Dataset items
★ ★ ★

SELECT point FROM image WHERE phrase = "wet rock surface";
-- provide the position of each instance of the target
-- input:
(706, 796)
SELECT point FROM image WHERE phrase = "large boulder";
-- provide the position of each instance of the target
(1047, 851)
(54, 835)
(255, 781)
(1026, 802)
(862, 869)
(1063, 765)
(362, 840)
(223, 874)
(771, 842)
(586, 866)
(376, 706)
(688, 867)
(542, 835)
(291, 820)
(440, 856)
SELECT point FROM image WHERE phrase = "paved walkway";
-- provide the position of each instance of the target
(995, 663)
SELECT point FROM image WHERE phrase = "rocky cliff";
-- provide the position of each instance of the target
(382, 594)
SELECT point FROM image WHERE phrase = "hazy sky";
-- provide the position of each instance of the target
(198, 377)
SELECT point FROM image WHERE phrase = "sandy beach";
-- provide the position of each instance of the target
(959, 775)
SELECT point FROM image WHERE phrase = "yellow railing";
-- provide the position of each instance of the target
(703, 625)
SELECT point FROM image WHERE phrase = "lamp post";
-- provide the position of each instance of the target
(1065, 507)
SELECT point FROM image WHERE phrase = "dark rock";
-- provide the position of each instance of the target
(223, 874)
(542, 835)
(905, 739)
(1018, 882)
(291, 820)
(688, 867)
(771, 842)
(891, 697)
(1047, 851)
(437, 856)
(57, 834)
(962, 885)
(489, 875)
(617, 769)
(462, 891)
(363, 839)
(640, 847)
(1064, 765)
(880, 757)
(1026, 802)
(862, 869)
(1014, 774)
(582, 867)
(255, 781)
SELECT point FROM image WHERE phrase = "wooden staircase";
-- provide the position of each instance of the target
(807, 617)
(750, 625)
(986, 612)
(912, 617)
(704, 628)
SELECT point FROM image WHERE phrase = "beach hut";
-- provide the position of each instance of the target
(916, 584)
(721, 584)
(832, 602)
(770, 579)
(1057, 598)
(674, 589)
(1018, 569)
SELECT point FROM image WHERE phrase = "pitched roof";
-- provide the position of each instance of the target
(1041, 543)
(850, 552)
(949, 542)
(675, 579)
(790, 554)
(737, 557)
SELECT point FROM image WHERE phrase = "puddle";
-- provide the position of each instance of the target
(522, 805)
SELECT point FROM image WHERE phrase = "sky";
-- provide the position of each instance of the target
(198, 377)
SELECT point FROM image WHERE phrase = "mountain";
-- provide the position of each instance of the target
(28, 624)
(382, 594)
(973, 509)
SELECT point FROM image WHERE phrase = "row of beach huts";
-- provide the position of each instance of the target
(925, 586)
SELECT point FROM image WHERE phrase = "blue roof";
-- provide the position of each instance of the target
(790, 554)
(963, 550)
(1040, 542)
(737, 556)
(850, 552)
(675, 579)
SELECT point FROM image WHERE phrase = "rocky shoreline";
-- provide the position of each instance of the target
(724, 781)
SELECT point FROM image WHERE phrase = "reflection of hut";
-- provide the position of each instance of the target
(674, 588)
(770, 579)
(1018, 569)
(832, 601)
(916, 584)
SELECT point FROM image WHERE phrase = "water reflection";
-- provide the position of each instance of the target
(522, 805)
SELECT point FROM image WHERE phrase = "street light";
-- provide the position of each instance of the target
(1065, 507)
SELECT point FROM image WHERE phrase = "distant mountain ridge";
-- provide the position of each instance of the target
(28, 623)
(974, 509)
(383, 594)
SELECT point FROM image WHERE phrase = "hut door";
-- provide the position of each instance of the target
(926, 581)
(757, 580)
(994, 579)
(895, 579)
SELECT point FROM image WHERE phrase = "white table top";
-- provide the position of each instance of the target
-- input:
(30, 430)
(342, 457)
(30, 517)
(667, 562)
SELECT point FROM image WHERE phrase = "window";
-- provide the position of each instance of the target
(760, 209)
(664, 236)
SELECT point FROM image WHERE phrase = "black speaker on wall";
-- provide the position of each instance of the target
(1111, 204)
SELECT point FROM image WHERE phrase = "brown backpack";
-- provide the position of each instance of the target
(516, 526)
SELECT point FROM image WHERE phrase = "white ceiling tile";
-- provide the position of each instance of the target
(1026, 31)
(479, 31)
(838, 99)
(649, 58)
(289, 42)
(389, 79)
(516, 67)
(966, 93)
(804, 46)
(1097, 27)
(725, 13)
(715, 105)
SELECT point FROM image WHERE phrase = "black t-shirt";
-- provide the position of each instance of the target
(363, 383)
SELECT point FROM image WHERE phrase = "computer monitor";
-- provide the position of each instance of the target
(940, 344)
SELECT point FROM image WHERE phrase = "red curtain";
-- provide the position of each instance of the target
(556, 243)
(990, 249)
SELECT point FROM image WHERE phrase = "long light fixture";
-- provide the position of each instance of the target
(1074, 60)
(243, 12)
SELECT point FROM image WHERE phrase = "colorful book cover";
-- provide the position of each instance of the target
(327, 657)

★ ★ ★

§ The problem
From the records, copy out each line that includes the string "reflection".

§ The answer
SELECT point FROM image WHERE phrase = "reflection of hut";
SELECT point FROM image WHERE phrase = "water reflection";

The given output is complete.